Present the lines below as a numbered list, omitting any blank lines. Do not include the pictures in your answer.

————

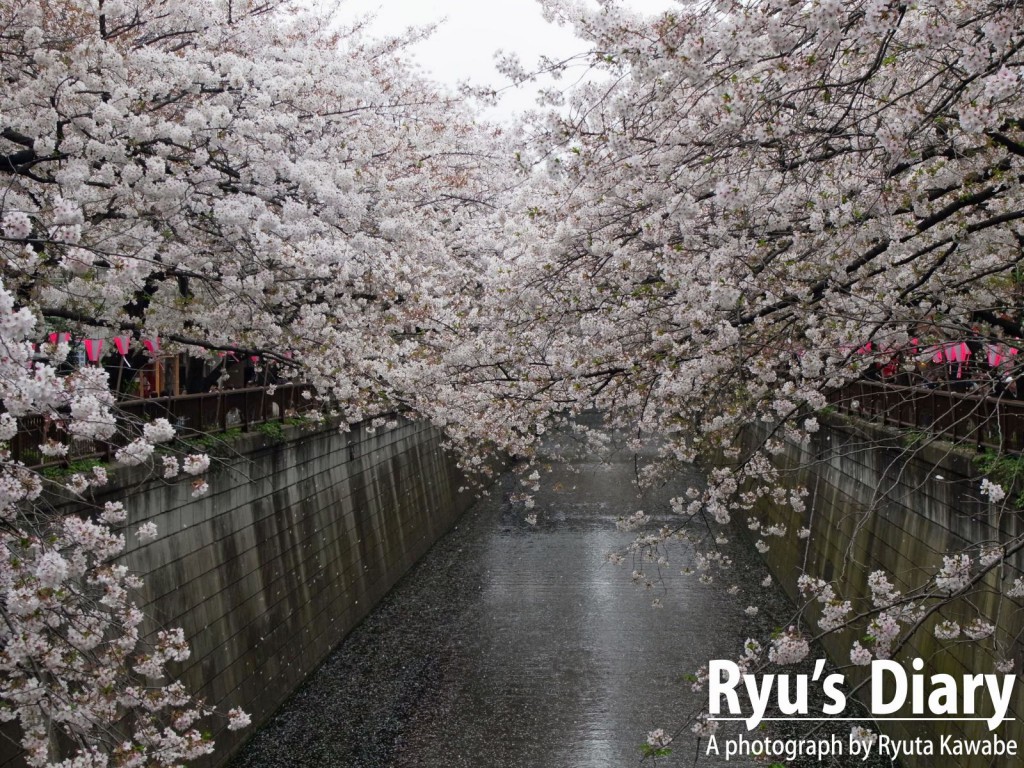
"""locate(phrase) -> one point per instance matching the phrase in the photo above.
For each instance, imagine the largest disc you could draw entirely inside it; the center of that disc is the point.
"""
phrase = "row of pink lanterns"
(94, 347)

————

> Answer to this problem:
1. """locate(phrase) -> one point per instance matching the phrase in the photo above.
2. For each instance, imagine the largest disc you could draw entirely inside it; the center of that disc is the point.
3. """
4. phrase = "row of pink lanterns"
5. (94, 347)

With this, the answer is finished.